-- START --

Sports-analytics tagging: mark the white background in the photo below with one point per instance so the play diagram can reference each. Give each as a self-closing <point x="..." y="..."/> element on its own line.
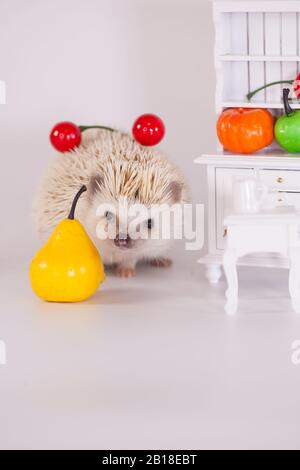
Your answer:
<point x="151" y="362"/>
<point x="103" y="62"/>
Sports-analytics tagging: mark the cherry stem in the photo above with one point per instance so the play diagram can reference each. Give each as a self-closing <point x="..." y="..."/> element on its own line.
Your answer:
<point x="287" y="107"/>
<point x="74" y="204"/>
<point x="252" y="93"/>
<point x="85" y="128"/>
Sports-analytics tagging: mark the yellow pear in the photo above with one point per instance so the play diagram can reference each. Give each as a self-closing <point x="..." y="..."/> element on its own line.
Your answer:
<point x="68" y="268"/>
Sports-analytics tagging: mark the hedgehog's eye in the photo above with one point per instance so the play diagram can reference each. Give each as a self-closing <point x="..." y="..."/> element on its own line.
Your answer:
<point x="150" y="224"/>
<point x="109" y="215"/>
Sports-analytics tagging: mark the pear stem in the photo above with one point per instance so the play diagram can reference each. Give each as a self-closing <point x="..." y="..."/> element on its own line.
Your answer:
<point x="74" y="204"/>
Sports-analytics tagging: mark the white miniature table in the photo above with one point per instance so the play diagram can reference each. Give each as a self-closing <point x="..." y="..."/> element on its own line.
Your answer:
<point x="276" y="231"/>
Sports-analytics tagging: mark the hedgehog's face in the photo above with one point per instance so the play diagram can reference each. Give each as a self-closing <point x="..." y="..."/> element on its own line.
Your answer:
<point x="126" y="227"/>
<point x="130" y="227"/>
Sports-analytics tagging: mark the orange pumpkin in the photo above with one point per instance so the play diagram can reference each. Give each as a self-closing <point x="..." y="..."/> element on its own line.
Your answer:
<point x="245" y="130"/>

-- END --

WRITTEN PROBLEM:
Reproduce all of the records above verbatim, omitting the pictures.

RESPONSE TO THIS TASK:
Sports-analytics tagging: mark the white background in the photo below with one point per instance so the play diagram can reference each. Give each as a self-closing <point x="..." y="..."/> element on its own line.
Your answer:
<point x="151" y="362"/>
<point x="103" y="62"/>
Sports-analytics tagging: mark the cherry stem in the photo above with one point per instance so the play diagram can reference each. Give each as a self-closing <point x="..." y="..."/> element on its own line.
Your answer:
<point x="287" y="107"/>
<point x="74" y="204"/>
<point x="252" y="93"/>
<point x="85" y="128"/>
Sports-analytics tagging: mark the yellow pear in the photo above with one point per instance so the play diagram can reference each. Give each as a self-closing <point x="..." y="..."/> element on its own line.
Your answer:
<point x="68" y="268"/>
Sports-analytics tagging: mark the hedgehog's eye in the photo above with one point per instance so the play diagram can reference each. Give each as a self-closing <point x="..." y="..."/> element on its own line.
Your answer:
<point x="150" y="224"/>
<point x="109" y="215"/>
Sports-analytics tagging: mark the pear stem in the photo above with one point per instance so the play diagram can reference each. Give each as a self-closing <point x="..." y="..."/> element on its own line.
Your answer:
<point x="74" y="204"/>
Sports-analytics tagging: mark the white miniature table in the photo above with one point per instance so the play diagram can reference each. Give each as a self-closing <point x="..." y="..."/> element on its own line.
Your answer:
<point x="276" y="231"/>
Sports-analytics tagging: mark the hedgehog's face in the photo above with one point per instance so the play diagram can reference each. Give each as a self-closing <point x="..." y="..."/> element on its own line.
Your answer:
<point x="126" y="227"/>
<point x="130" y="227"/>
Sports-analytics tagging: mark the orange pumpkin in the photo above with one point per instance so the play diagram can reference each. Give each as a self-closing <point x="..." y="..."/> element on its own line.
Your answer:
<point x="245" y="130"/>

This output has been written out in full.